** Start of INFORMATION SUPPLIED **
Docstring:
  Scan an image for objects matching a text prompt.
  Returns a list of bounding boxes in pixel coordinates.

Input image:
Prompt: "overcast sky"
** End of INFORMATION SUPPLIED **
OBJECTIVE:
Reproduce every item with "pixel coordinates" switched to "image coordinates" and all other text unchanged.

CORRECT ANSWER:
Docstring:
  Scan an image for objects matching a text prompt.
  Returns a list of bounding boxes in image coordinates.

Input image:
Prompt: "overcast sky"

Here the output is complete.